---------- GIVEN PASSAGE ----------
Reference: github-starred/ollama#879
Reference in New Issue
Block a user
Blocking a user prevents them from interacting with repositories, such as opening or commenting on pull requests or issues. Learn more about blocking a user.
Delete Branch "%!s()"
Deleting a branch is permanent. Although the deleted branch may continue to exist for a short time before it actually gets removed, it CANNOT be undone in most cases. Continue?
Originally created by @taep96 on GitHub (Dec 18, 2023).
Original GitHub issue: https://github.com/ollama/ollama/issues/1590
Originally assigned to: @dhiltgen on GitHub.
@6543 commented on GitHub (Dec 19, 2023):
also looking forward ;)
PS: the intel IPEX looks not commonly supported - would be nice throug
so fallback option would be to use the vulkan api as target 🤔
@technovangelist commented on GitHub (Dec 19, 2023):
Hi, thanks so much for submitting your issue. At the moment we do not support inference using Intel's GPUs. I'll leave this issue open to track adding Intel support in the future.
---------- DATASET EXTRACT ----------
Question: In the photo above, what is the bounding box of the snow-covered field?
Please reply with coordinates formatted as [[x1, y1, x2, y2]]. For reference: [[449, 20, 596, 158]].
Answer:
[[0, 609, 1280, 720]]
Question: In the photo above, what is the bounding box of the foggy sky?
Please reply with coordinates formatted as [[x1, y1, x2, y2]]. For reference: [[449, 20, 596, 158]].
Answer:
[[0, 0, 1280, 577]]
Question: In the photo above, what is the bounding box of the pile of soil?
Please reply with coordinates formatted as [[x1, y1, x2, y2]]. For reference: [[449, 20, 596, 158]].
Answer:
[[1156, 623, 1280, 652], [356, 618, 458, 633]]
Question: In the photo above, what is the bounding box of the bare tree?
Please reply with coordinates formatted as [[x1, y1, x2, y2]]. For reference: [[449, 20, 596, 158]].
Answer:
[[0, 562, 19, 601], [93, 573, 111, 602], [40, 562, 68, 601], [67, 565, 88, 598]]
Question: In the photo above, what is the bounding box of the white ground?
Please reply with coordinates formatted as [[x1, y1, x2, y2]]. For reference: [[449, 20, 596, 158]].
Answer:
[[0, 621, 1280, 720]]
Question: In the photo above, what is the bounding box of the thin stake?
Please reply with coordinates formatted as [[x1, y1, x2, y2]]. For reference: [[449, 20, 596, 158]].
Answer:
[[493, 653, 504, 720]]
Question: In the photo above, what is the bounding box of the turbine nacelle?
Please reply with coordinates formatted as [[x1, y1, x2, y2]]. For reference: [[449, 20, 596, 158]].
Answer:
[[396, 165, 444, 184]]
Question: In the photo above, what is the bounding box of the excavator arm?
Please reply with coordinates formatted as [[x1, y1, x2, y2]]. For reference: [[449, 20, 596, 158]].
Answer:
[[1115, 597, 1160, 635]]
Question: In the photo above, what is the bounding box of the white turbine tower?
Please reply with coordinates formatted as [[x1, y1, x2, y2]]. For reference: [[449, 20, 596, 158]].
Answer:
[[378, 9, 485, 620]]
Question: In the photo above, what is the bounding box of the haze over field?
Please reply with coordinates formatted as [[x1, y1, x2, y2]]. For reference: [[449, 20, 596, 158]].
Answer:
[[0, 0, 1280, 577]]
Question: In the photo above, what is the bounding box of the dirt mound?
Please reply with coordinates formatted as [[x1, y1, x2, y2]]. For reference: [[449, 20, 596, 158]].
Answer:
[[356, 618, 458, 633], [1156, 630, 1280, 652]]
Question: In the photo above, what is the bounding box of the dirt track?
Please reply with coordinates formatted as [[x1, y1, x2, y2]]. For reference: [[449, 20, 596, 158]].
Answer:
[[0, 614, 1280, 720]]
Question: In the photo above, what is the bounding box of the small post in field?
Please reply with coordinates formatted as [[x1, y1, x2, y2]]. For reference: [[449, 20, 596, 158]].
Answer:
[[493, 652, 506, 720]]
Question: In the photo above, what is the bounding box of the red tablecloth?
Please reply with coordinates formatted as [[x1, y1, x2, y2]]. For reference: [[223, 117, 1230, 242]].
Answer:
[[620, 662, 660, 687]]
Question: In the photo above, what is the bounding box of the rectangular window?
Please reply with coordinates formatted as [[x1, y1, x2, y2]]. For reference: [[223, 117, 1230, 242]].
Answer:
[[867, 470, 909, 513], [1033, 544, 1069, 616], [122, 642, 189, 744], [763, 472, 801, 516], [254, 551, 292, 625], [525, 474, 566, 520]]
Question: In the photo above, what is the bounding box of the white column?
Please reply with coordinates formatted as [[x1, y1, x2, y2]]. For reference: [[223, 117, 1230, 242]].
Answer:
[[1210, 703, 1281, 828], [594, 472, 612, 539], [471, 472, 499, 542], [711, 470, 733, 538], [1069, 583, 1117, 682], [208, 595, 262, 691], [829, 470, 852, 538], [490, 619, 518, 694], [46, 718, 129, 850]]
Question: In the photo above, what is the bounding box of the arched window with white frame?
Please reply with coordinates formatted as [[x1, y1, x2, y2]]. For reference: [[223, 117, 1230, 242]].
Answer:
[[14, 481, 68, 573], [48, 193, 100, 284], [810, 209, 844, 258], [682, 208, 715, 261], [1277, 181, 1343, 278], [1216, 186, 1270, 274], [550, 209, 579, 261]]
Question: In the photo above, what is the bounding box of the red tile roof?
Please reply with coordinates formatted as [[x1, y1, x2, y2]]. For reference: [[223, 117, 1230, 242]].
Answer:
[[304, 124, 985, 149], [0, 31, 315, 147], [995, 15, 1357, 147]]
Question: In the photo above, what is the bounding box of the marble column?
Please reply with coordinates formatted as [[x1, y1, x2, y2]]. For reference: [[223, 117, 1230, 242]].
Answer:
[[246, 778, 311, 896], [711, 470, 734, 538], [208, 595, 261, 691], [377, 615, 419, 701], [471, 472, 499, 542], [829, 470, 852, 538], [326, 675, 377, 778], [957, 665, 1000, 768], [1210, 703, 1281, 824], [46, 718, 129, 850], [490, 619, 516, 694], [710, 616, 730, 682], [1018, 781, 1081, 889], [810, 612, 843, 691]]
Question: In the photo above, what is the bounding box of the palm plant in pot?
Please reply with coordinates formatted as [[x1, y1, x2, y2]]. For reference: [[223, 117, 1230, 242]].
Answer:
----------
◆ **EXERCISE TASKS**:
A – Answer these questions using the issue thread:
(i) Who originally created the issue on GitHub, and on what date?
(ii) To whom was the issue originally assigned?
(iii) According to @technovangelist, what is not supported at the moment?
B – Reproduce the part of the issue thread starting with "Reference: github-starred/ollama#879" and going on through "to: @dhiltgen on GitHub.".
C – Resume the Ollama issue thread after its last comment.
The records are separate material and are unrelated to the issue thread.

◆ **OUTPUTS BY TASK**:
A –
(i) @taep96, on Dec 18, 2023.
(ii) @dhiltgen.
(iii) Inference using Intel's GPUs.

B –
Reference: github-starred/ollama#879
Reference in New Issue
Block a user
Blocking a user prevents them from interacting with repositories, such as opening or commenting on pull requests or issues. Learn more about blocking a user.
Delete Branch "%!s()"
Deleting a branch is permanent. Although the deleted branch may continue to exist for a short time before it actually gets removed, it CANNOT be undone in most cases. Continue?
Originally created by @taep96 on GitHub (Dec 18, 2023).
Original GitHub issue: https://github.com/ollama/ollama/issues/1590
Originally assigned to: @dhiltgen on GitHub.

C –
@itlackey commented on GitHub (Jan 12, 2024):
+1 for IPEX support
Would it be possible to include oneAPI to support this? OpenCL is currently not working well with Intel GPUs. Vulkan may also be a decent option.
@Leo512bit commented on GitHub (Feb 4, 2024):
It looks like llama.cpp now supports SYCL for Intel GPUs. Is Arc support now possible?
https://github.com/ggerganov/llama.cpp/pull/2690
@uxdesignerhector commented on GitHub (Feb 4, 2024):
Last Automatic1111 update 1.7.0 included IPEX and initial support for Intel Arc GPUs on Windows, maybe someone could have a look a see what they have done to make it possible. I know this is for Windows only, but is shows that it is possible to integrate it while on Linux it should be easier as Windows support came later.
I'm aware that maybe WSL is another different beast, I remember having too much trouble installing Automatic1111 and accessing my Intel Arc GPU due to some limitation with the memory and privileges hardcoded into WSL
@felipeagc commented on GitHub (Feb 12, 2024):
Hey everyone, I made some progress on adding Intel Arc support to ollama: #2458
@ghost commented on GitHub (Feb 13, 2024):
Thank you @felipeagc
@tannisroot commented on GitHub (Apr 24, 2024):
Support for SYCL/Intel GPUs would be quite interesting because:
It is a very popular choice for home servers, since it has very good transcoding compatibility with Jellyfin, and is also supported by Frigate for ML workloads.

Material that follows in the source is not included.